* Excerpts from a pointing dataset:
※ ※ ※

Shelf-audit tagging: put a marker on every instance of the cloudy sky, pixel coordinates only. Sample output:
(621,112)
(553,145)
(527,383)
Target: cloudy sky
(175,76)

※ ※ ※

* Written task: Copy the listing above line for line, changing nothing.

* Response to this task:
Shelf-audit tagging: put a marker on every instance of the cloudy sky, pixel coordinates only. Sample output:
(621,112)
(553,145)
(527,383)
Target: cloudy sky
(175,76)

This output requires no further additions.